On Monday, US President Donald Trump claimed the European Union was considering paying for construction of up to 11 LNG ports following European Commission President Jean-Claude Juncker’s pledge to import more gas from the United States last week after the talks with Trump. In addition, the two sides agreed to lower industrial tariffs in order to avoid a trade war, triggered by US tariffs on imports of steel and aluminum and EU reciprocal measures.
Europe's Existing LNG Ports Underused
At present, Europe has 28 large-scale LNG import terminals, 24 of which are in the European Union, with the total regasification capacity of 227 billion cubic meters (bcm) covering 40 percent of Europe’s gas demand, according to the King & Spalding report on Europe’s gas import capacity.
However, the region’s regasification utilization rates have always been underused and amounting to maximum 27 percent in 2017, according to various estimates of analysts, mainly due to competition from pipeline gas and record exports of Russia and Norway.

▶ **Exercise**
Reproduce the portion of the article on Europe's LNG import terminals that opens with the words containing "On Monday, US" and closes with "gas import capacity.".

▶ **Dataset records**

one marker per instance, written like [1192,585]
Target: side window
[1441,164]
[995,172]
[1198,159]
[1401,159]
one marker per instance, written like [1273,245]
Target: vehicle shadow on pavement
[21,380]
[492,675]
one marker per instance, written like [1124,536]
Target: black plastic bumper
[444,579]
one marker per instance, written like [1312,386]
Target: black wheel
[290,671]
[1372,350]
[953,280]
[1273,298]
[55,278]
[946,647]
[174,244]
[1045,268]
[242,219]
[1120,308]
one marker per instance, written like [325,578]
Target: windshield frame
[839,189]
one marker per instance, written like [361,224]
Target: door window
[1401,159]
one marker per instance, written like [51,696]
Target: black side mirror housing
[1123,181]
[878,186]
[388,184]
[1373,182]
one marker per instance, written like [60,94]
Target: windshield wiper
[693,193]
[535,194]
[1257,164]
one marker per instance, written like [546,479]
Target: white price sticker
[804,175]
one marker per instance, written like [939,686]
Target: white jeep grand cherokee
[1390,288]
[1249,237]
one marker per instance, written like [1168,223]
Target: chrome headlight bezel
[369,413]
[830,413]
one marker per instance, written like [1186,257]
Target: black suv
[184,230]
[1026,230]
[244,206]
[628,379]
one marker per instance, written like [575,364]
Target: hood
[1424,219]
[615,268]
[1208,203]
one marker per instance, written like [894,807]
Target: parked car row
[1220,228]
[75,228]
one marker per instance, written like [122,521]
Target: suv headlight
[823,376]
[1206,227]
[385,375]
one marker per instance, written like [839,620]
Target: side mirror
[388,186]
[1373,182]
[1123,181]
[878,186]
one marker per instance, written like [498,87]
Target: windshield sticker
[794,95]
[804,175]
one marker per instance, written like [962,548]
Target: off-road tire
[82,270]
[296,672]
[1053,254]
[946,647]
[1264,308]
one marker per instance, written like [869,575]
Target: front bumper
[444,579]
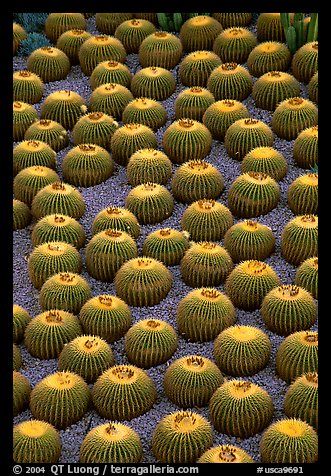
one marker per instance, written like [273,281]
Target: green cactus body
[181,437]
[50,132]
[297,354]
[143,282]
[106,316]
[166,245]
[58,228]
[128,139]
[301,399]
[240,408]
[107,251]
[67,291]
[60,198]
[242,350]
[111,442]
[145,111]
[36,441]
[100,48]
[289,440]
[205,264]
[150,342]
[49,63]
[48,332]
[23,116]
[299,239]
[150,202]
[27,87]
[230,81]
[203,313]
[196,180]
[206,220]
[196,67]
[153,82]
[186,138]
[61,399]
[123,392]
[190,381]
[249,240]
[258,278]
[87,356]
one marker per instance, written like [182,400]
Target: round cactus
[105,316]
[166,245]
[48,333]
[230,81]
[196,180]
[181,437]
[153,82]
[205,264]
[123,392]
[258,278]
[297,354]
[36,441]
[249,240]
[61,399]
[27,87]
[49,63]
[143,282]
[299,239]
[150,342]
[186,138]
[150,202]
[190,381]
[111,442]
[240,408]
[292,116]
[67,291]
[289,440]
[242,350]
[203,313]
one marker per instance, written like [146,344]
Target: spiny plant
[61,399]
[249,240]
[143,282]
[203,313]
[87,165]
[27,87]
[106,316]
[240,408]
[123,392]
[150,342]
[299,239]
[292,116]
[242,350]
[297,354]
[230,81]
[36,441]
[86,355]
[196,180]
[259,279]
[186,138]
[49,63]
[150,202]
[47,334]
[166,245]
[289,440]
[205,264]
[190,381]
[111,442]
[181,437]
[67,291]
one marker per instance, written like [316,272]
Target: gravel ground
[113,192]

...

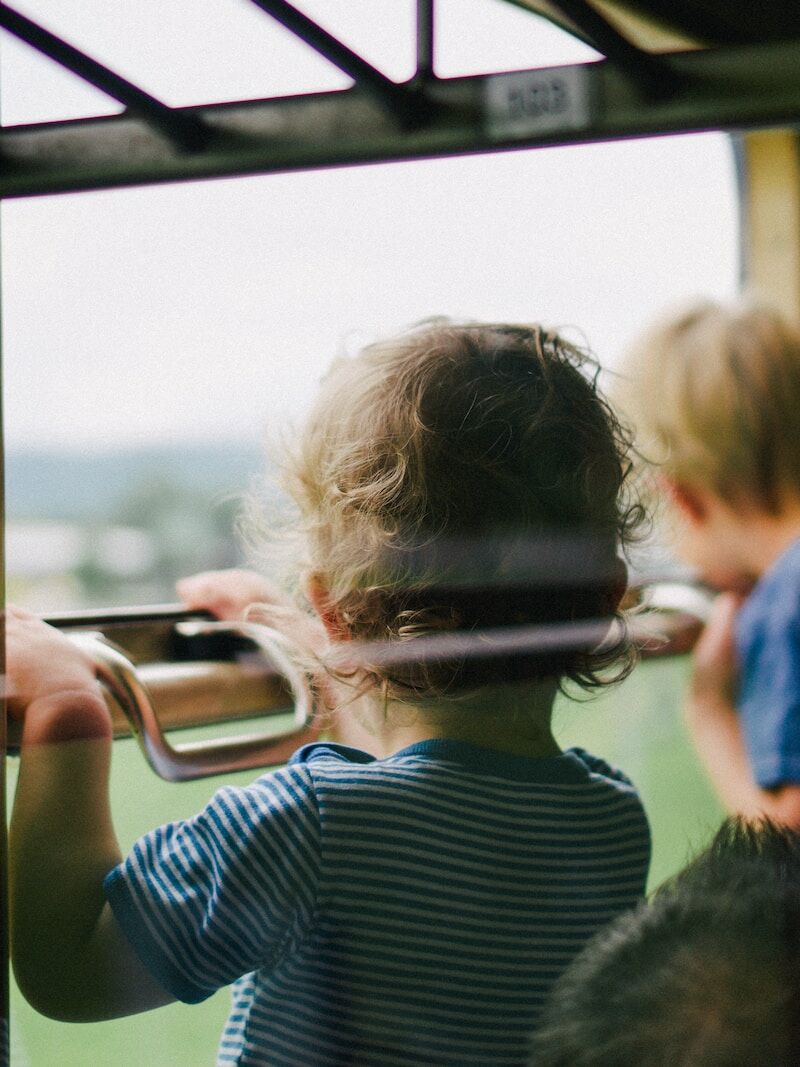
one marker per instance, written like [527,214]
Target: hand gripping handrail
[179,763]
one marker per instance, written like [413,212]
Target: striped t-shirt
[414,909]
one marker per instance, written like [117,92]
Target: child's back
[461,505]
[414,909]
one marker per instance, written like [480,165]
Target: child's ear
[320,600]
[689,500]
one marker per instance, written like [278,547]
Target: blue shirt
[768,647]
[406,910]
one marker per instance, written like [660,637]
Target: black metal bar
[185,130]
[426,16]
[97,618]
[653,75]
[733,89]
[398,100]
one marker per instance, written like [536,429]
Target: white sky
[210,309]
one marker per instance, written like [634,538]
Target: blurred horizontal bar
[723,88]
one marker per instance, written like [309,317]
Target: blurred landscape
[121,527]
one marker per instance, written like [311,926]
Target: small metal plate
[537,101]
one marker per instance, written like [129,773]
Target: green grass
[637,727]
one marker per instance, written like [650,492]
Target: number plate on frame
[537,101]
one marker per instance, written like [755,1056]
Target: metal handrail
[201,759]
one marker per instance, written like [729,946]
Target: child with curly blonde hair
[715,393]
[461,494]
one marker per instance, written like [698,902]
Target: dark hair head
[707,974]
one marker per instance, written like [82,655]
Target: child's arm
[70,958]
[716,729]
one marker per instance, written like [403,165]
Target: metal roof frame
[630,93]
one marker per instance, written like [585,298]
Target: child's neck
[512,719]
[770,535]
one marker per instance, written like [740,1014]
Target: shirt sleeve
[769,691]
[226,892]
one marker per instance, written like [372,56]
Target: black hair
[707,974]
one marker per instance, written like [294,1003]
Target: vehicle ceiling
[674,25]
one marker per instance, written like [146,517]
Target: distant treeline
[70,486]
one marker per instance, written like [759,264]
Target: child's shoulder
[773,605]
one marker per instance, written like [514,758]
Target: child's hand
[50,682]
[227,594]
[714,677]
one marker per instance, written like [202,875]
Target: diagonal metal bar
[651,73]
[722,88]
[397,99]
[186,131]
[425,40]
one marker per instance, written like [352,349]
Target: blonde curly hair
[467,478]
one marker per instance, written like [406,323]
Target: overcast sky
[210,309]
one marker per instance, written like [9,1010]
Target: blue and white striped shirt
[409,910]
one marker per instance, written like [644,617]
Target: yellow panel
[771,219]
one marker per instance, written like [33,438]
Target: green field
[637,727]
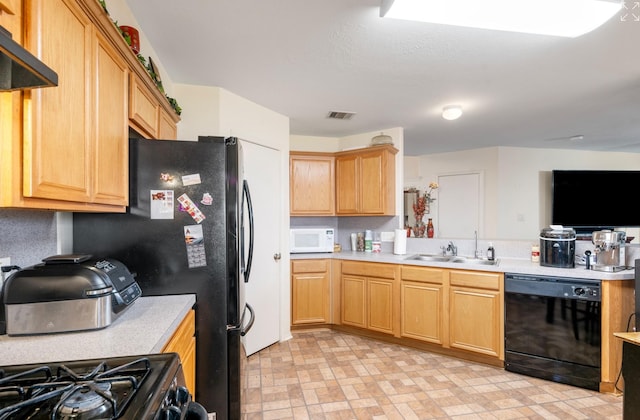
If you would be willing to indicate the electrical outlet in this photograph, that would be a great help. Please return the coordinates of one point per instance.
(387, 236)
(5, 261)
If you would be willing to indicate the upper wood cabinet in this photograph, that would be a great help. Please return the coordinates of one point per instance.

▶ **Answer to the problem**
On Monday, US President Donald Trump claimed the European Union was considering paying for construction of up to 11 LNG ports following European Commission President Jean-Claude Juncker’s pledge to import more gas from the United States last week after the talks with Trump. In addition, the two sides agreed to lower industrial tariffs in order to avoid a trade war, triggered by US tariffs on imports of steel and aluminum and EU reciprocal measures.
Europe's Existing LNG Ports Underused
At present, Europe has 28 large-scale LNG import terminals, 24 of which are in the European Union, with the total regasification capacity of 227 billion cubic meters (bcm) covering 40 percent of Europe’s gas demand, according to the King & Spalding report on Europe’s gas import capacity.